= Tina Nadine Anilus =

Haitian human rights activist

Tina Nadine Anilus Ferrier is a Haitian human rights activist. After training as a linguist and later as a teacher, Anilus became known for her campaigning for the rights of women in Haiti, culminating with her establishing Rezo Fanm Kapab Dayiti, a non-governmental women's organisation, in 2010.

== Early life and education ==
Anilus was born on 26 November in Port-au-Prince, the capital of Haiti, and was raised in nearby Carrefour. Her father was an entrepreneuer and a Vodou priest, while her mother was a teacher.

Anilus graduated from the State University of Haiti with a bachelor's degree in applied linguistics; she went on to obtain a master's degree in language sciences from the University of the French West Indies and Guiana. Anilus worked for six years as a teaching assistant at the State University of Haiti's Faculty of Applied Linguistics.

== Career ==
Anilus trained as a teacher, and worked for several years at a secondary school teaching French literature, communication, and Haitian Creole.

=== Political career ===
Anilus began becoming involved in the movement for women's rights in her native Carrefour; for a time, she was the commune's director of social and cultural affairs. Anilus went on to become a cabinet member of the national government's Ministry on the Status and Rights of Women. During the 2015–16 Haitian parliamentary election, Anilus ran as the Fusion of Haitian Social Democrats' candidate in the Carrefour constituency; in the first round, she received 1087 (5.4%) votes, and was eliminated. The seat was subsequently won by Jacuqes Beauvil of Vérité.

Study material
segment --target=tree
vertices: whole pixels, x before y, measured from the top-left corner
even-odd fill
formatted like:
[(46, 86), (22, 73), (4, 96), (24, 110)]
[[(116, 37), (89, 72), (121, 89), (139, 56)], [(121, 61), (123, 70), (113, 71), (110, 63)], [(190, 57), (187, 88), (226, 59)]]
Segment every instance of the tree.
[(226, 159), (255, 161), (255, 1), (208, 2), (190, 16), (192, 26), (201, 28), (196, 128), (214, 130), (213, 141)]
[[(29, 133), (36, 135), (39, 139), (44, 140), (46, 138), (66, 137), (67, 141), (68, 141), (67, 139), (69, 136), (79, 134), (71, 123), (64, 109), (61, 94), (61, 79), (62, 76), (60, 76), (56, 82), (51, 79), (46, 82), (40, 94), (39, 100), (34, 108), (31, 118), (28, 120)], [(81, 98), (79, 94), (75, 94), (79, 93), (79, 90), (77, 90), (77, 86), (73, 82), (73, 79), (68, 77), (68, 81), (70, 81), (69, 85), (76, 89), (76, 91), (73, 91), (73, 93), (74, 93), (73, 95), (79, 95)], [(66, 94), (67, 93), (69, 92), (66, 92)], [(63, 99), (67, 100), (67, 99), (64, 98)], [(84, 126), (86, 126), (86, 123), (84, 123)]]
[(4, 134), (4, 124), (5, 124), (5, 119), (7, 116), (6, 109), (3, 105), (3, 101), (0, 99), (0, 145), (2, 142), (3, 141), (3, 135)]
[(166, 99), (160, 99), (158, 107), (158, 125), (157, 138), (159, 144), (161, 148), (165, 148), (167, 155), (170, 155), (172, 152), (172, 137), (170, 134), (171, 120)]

Explore the material
1 > Render this sentence from the Anilus biography into French: "Anilus trained as a teacher, and worked for several years at a secondary school teaching French literature, communication, and Haitian Creole."
2 > Answer these questions from the Anilus biography:
(a) In what year did Anilus establish Rezo Fanm Kapab Dayiti?
(b) What was her mother's occupation?
(c) How many votes did she receive in the first round of the 2015–16 parliamentary election?
3 > Take the Anilus biography further, picking up after its final sentence.

Answers per task
1 > Anilus a suivi une formation d'enseignante et a travaillé pendant plusieurs années dans un établissement d'enseignement secondaire, où elle enseignait la littérature française, la communication et le créole haïtien.

2 >
(a) 2010
(b) Teacher
(c) 1087 (5.4%)

3 >
=== Activism ===
In 2010, shortly after the Haiti earthquake, Anilus founded Rezo Fanm Kapab Dayiti (REFKAD; lit. 'The Network of Capable Women'), a network of women's groups and feminist organisations across Haiti which aimed to provide "protection, listening, and support" to Haitian women and girls, including initially those impacted by the earthquake and its aftermath.

From 2011, Anilus has co-organised Haitian events to commemorate the United Nations' 16 Days of Activism against Gender-Based Violence. This has included providing training to women about domestic abuse in Ouest and working with motorcycle taxi drivers to help raise awarneess.

Since 2014, Anilus has organised annual summer camps in Jérémie for children, where she has led classes on black history, self-confidence, career coaching, children's rights, and gender-based violence.

From 2018, when a series of protests and an attempted coup d'état led to the ongoing socioeconomic and political Haitian crisis, Anilus steered REFKAD to begin providing support to women and children displaced by the conflict, including providing medical, psychological, administrative, and legal support, as well as shelter for those fleeing both domestic violence and violence as a result of the conflict. That same year, she had criticised the President of Haiti, Jovenel Moïse, after he judged a competition to commemorate the World Cup in which a nine-year-old girl danced in a "hypersexual manner" during a competition in order to win a car, describing it as a "public humiliation" and a form of exploitation; she joined other women's rights groups to focus on protecting the rights of women in Haiti.

Anilus was the executive secretary of the Campaign for the Reduction of Violence in Haiti and the gender coordinator for the non-governmental organisation Vivario Haiti. In 2023, Anilus spoke at the United Nations Economic and Social Council's 2023 Meeting on the Transition from Relief to Development in Geneva, discussing challenges to health, food security and protection in Haiti.